Set down, word for word, the stretch of lines from the one containing "of the leafy" to the end of the records below.

### MATERIAL
━━━━━━━━━━

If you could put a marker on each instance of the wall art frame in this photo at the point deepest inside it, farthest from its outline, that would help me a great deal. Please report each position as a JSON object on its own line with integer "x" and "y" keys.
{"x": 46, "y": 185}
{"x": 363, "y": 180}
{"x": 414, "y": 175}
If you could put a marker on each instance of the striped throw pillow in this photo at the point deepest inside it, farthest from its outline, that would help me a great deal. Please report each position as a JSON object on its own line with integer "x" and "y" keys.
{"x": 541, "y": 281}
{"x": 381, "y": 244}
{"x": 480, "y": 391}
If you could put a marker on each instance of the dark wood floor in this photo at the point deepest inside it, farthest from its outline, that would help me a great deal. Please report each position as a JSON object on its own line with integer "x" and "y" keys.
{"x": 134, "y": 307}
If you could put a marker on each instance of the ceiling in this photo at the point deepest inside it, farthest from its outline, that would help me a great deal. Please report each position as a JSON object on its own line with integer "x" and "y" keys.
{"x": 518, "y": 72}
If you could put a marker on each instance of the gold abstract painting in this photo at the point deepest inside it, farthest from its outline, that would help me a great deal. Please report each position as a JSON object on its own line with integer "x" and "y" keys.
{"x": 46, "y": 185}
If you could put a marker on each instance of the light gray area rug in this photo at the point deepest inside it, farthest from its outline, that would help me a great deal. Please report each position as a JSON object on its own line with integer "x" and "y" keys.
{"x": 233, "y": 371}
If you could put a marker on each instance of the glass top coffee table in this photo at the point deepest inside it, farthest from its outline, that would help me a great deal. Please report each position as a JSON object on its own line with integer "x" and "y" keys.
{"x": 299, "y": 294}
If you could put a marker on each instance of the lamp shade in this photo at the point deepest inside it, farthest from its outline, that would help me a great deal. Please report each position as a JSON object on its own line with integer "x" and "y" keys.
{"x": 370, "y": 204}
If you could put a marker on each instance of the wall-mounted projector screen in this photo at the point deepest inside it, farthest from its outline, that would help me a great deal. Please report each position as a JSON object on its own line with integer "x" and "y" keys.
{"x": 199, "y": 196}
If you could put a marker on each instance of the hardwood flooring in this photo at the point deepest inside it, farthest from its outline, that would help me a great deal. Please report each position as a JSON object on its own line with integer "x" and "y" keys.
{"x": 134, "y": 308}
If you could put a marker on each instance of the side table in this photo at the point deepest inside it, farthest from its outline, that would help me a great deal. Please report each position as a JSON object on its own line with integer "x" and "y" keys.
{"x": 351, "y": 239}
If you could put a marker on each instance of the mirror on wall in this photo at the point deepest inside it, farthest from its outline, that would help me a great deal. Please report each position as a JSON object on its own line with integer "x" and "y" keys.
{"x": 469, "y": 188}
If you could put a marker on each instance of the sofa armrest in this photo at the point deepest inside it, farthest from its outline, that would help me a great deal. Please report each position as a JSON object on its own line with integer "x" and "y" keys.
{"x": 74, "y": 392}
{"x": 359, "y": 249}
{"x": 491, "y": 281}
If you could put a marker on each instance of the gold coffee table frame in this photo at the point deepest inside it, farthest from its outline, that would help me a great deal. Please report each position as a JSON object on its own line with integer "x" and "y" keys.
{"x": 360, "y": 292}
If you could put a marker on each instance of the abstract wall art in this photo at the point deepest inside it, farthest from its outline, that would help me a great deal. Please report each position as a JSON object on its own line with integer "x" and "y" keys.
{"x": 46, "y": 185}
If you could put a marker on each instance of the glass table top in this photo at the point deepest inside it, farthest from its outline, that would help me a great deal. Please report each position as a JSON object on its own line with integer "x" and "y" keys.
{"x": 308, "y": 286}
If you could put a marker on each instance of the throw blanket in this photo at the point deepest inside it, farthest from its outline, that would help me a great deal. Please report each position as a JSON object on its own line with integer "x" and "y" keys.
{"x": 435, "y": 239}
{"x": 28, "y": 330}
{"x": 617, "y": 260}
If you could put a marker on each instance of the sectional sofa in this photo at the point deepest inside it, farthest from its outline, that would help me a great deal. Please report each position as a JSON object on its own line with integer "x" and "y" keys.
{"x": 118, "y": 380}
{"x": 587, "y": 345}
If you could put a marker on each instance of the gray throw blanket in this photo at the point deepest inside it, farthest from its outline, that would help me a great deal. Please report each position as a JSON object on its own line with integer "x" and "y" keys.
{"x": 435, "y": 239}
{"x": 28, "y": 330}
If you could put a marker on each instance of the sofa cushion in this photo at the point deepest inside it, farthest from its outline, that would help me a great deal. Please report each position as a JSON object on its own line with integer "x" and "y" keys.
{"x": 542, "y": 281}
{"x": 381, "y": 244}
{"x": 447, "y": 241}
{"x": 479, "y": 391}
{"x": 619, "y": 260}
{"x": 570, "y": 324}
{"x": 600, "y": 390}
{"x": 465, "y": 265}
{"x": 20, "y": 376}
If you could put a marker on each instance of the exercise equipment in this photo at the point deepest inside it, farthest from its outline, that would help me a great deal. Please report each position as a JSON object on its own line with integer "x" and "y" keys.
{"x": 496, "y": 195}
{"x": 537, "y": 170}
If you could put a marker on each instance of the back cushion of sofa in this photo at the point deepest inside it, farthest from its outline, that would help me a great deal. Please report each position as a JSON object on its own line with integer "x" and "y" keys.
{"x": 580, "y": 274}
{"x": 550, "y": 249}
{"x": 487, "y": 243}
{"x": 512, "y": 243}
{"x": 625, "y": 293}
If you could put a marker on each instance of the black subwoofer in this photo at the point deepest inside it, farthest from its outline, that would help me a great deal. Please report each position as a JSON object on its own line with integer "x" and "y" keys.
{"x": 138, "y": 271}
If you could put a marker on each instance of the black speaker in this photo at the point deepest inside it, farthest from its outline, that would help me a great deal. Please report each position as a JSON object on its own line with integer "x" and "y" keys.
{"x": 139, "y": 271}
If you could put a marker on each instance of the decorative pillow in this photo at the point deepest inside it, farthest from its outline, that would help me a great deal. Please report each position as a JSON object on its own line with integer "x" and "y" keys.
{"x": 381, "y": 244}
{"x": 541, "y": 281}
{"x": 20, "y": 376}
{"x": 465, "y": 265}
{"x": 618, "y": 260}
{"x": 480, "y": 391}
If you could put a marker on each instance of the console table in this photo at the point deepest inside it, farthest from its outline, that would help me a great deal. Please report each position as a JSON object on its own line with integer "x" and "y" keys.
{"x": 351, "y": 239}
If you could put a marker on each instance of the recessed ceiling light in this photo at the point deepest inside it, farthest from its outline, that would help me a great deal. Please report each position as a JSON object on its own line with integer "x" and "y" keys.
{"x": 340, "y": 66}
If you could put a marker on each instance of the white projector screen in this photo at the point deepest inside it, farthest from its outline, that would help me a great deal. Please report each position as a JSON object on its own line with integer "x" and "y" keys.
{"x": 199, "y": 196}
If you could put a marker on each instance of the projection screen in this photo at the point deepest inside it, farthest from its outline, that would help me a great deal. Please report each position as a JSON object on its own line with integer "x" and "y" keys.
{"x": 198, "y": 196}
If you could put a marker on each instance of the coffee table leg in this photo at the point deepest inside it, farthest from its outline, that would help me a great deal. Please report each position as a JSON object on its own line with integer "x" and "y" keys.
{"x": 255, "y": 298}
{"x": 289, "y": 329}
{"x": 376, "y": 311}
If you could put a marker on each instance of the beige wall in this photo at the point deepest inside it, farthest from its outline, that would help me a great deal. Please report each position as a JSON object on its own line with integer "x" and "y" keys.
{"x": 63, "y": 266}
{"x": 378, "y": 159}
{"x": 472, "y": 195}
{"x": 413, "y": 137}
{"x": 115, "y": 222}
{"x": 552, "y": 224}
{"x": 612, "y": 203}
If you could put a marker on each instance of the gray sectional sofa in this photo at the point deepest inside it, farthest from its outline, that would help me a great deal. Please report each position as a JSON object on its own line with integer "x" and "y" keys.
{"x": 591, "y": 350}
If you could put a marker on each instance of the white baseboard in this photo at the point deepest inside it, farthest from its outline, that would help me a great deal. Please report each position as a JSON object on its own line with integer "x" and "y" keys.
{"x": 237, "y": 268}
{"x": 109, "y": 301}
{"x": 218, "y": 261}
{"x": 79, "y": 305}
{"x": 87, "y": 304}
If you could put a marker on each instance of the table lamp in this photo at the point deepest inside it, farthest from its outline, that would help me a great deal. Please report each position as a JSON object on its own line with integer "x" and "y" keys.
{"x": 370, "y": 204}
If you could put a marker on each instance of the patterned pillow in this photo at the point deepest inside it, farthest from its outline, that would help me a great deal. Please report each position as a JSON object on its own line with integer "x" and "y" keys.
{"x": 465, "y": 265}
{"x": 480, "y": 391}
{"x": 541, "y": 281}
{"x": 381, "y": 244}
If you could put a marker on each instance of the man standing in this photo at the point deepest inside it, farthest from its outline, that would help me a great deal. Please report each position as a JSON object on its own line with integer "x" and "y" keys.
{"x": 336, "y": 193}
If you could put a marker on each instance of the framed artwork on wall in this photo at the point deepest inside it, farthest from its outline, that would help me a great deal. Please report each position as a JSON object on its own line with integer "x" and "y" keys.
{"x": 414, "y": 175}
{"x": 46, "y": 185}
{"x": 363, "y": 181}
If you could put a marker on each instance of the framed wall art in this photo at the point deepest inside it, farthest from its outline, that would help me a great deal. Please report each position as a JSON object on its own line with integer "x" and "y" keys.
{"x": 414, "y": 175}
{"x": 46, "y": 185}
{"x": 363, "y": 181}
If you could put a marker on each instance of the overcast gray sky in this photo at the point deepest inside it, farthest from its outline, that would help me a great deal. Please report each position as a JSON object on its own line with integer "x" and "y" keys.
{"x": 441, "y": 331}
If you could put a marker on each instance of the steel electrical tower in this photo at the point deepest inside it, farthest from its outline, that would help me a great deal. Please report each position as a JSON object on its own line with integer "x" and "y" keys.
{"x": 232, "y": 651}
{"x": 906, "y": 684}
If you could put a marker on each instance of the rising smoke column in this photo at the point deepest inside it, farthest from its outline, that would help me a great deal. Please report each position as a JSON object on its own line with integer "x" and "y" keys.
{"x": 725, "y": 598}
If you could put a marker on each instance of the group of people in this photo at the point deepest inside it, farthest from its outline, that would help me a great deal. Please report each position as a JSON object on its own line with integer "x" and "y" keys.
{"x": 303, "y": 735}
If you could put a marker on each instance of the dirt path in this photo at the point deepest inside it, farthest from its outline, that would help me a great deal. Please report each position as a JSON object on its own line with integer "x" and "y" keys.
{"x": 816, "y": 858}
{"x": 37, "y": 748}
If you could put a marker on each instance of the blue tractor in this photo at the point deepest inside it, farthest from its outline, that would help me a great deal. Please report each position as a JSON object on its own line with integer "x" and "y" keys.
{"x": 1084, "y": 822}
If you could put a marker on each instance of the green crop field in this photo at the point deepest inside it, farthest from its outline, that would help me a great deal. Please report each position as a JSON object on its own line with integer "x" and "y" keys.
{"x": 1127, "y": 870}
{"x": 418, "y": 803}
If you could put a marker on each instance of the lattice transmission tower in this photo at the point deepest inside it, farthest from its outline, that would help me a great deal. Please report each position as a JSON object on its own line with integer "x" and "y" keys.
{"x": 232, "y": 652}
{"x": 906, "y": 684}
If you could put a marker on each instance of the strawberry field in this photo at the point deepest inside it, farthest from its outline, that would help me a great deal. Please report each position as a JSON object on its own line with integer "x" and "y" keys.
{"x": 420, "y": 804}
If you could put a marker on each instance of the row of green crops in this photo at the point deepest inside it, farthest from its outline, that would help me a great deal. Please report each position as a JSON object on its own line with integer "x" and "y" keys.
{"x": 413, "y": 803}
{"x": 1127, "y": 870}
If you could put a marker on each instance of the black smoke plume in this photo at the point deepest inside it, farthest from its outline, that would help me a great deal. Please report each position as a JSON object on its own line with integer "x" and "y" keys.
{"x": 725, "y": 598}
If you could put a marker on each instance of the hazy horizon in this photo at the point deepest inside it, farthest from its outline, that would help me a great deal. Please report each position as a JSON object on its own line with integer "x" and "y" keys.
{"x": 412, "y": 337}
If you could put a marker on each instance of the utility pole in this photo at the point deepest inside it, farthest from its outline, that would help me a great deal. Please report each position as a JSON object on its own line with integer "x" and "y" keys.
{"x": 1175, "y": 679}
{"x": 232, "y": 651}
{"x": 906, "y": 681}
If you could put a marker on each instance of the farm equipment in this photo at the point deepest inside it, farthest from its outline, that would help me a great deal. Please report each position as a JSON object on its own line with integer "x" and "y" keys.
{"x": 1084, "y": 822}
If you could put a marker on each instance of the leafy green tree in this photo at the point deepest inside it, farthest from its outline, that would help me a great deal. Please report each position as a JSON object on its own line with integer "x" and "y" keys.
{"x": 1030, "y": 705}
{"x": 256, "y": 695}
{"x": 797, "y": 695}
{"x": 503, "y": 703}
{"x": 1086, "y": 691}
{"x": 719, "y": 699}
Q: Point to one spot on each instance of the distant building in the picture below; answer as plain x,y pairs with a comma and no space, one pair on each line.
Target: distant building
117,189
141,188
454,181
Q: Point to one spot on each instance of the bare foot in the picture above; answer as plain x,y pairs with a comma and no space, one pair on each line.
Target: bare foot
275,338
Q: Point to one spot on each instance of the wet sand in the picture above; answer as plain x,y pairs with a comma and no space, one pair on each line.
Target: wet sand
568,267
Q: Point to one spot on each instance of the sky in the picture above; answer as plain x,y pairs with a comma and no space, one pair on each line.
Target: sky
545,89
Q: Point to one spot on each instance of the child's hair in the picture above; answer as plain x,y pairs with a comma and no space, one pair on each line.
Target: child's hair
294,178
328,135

━━━━━━━━━━

### TASK ANSWER
If you could put a marker on each instance of the leafy green tree in this photo at the point deepest inside it, farthest from its outline, that would help me a great deal. Please report each position as a JSON object on its own line with integer "x" and "y" keys.
{"x": 1030, "y": 705}
{"x": 256, "y": 695}
{"x": 797, "y": 695}
{"x": 503, "y": 703}
{"x": 1086, "y": 691}
{"x": 719, "y": 699}
Q: Point to one spot on each instance of the distant building in the picture below; answer as plain x,y pairs with a comma and no space, one pair on each line.
Target: distant building
117,189
141,188
454,181
Q: Point to one spot on each instance of the bare foot in the picture above; answer as plain x,y pairs with a comma and no space, one pair on each line.
Target: bare foot
275,338
Q: Point to one spot on each instance of the wet sand in the picture above; answer as plain x,y pairs with a comma and no space, one pair on each line.
Target: wet sand
568,267
Q: Point to one spot on each instance of the sky in the picture above; answer as plain x,y pairs with a comma and no space, one pair on each line.
Target: sky
545,89
Q: Point to one spot on each instance of the child's hair in the picture above; answer as plain x,y pairs with a comma and no space, one pair on each line.
Target: child's hair
294,178
328,135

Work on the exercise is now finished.